* [Aim 1] Which PHP variables appear in the code in the forum thread below? Give each one once.
* [Aim 2] Which lines in the rows below contain the string "long"? Copy each such line, treating uppercase and lowercase as different.

* [Source text]
· · · · · · ·
A blank page can mean you're facing a PHP error. Check your logs or activate debug. – Patrick Simard Jul 24 '17 at 21:53
No one will know what's wrong since the OP refuses to answer any questions. It's hard to help someone that won't help us help them. You could even call it "a waste of time". – M. Eriksson Jul 24 '17 at 21:54
We tried...We really tried. Ciao. – ficuscr Jul 24 '17 at 21:56
when i try to check connection, it apears to be working, i tried with it shows me as 0 and 1, whatever is there. but trouble is i am not able to translate that 1 and 0 to Active and Suspended keyword. – Ankit Sinha Jul 24 '17 at 22:07

Dallas Caley · Answer 2 · 2017-07-24T21:58:02.660

1

First i would try your query directly in the database to make sure that it works, then try the following:

<?php 
    $result = mysqli_query($con,"SELECT status FROM `e_customer` WHERE account='$username'");
    $row = mysqli_fetch_assoc($result);
    echo ($row['status'] == "1") ? "Suspended" : "Active";
?>

If nothing still then try doing a var_dump of the $con variable and also the $row variable. see if you are even connecting and/or getting a result back.
· · · · · · ·
* [Extracted material]

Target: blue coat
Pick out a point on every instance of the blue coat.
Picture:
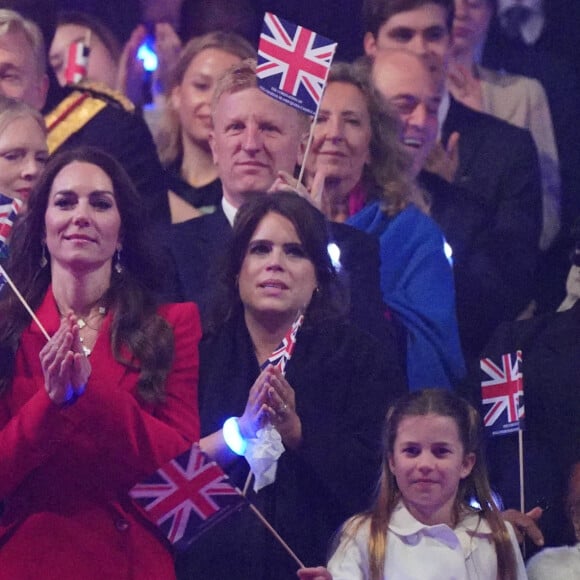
(417, 284)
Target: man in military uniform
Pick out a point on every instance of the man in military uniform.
(88, 114)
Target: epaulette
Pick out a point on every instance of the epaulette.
(77, 109)
(102, 91)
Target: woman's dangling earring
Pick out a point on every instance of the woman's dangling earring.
(43, 258)
(118, 265)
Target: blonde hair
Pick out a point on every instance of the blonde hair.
(169, 138)
(12, 22)
(386, 176)
(11, 109)
(242, 76)
(476, 485)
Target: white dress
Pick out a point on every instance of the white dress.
(419, 552)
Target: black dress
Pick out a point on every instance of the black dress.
(344, 381)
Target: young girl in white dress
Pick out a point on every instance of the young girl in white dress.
(422, 526)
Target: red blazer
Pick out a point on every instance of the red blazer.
(65, 473)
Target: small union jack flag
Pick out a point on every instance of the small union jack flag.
(187, 496)
(77, 62)
(502, 393)
(9, 209)
(280, 357)
(293, 63)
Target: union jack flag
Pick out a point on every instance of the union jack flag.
(280, 357)
(9, 209)
(293, 63)
(77, 62)
(502, 393)
(187, 496)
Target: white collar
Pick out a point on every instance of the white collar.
(229, 210)
(404, 525)
(443, 110)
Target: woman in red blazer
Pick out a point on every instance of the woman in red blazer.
(108, 399)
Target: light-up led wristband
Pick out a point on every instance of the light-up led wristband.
(233, 437)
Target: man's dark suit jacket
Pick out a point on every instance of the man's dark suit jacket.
(197, 247)
(551, 371)
(495, 223)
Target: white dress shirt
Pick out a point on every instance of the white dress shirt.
(419, 552)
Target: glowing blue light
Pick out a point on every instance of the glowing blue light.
(148, 56)
(334, 253)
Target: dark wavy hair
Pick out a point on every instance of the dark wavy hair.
(376, 12)
(131, 295)
(328, 301)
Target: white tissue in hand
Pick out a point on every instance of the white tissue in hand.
(262, 454)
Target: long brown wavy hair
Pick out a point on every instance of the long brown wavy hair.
(475, 486)
(131, 295)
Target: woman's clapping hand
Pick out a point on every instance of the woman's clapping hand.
(65, 366)
(272, 400)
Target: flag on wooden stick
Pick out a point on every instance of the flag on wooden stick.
(187, 496)
(502, 393)
(293, 63)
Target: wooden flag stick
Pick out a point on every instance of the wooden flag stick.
(24, 303)
(522, 490)
(276, 535)
(308, 145)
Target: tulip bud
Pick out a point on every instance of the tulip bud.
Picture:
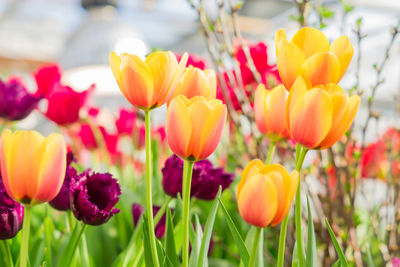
(194, 126)
(265, 193)
(32, 166)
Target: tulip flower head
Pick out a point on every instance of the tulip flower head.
(269, 109)
(194, 126)
(196, 82)
(310, 55)
(62, 200)
(318, 117)
(147, 84)
(206, 179)
(93, 197)
(16, 103)
(265, 193)
(32, 166)
(11, 215)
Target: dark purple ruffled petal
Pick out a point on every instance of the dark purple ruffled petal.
(93, 197)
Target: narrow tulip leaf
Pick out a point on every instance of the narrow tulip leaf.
(196, 244)
(169, 244)
(311, 258)
(244, 253)
(295, 258)
(205, 243)
(339, 251)
(146, 244)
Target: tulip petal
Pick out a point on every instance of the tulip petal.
(23, 164)
(212, 130)
(289, 61)
(52, 168)
(342, 121)
(178, 127)
(343, 49)
(310, 41)
(137, 81)
(258, 200)
(115, 64)
(321, 68)
(298, 91)
(252, 168)
(279, 35)
(163, 67)
(311, 117)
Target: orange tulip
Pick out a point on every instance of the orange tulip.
(147, 84)
(318, 117)
(32, 166)
(196, 82)
(194, 126)
(265, 193)
(269, 109)
(309, 54)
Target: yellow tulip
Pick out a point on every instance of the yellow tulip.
(196, 82)
(194, 126)
(32, 166)
(269, 110)
(309, 54)
(147, 84)
(318, 117)
(265, 193)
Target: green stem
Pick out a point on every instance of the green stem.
(25, 237)
(282, 241)
(271, 151)
(187, 181)
(257, 236)
(149, 203)
(6, 251)
(301, 154)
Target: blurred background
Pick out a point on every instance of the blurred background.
(80, 34)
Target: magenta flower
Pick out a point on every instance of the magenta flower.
(62, 200)
(16, 103)
(11, 215)
(94, 196)
(205, 179)
(46, 76)
(137, 211)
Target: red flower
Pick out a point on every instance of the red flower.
(46, 76)
(64, 104)
(194, 61)
(259, 54)
(373, 161)
(126, 121)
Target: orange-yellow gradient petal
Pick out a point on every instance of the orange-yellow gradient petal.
(311, 117)
(344, 51)
(265, 193)
(195, 124)
(31, 163)
(147, 84)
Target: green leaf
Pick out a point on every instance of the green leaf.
(196, 244)
(169, 244)
(205, 243)
(244, 253)
(339, 250)
(295, 259)
(311, 258)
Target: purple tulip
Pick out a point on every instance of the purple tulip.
(62, 200)
(93, 197)
(11, 215)
(16, 103)
(137, 211)
(205, 178)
· · · · · · ·
* [Complete output 1] $result, $con, $username, $row

* [Complete output 2]
Target: long brown wavy hair
Pick out a point on every instance of the long brown wavy hair.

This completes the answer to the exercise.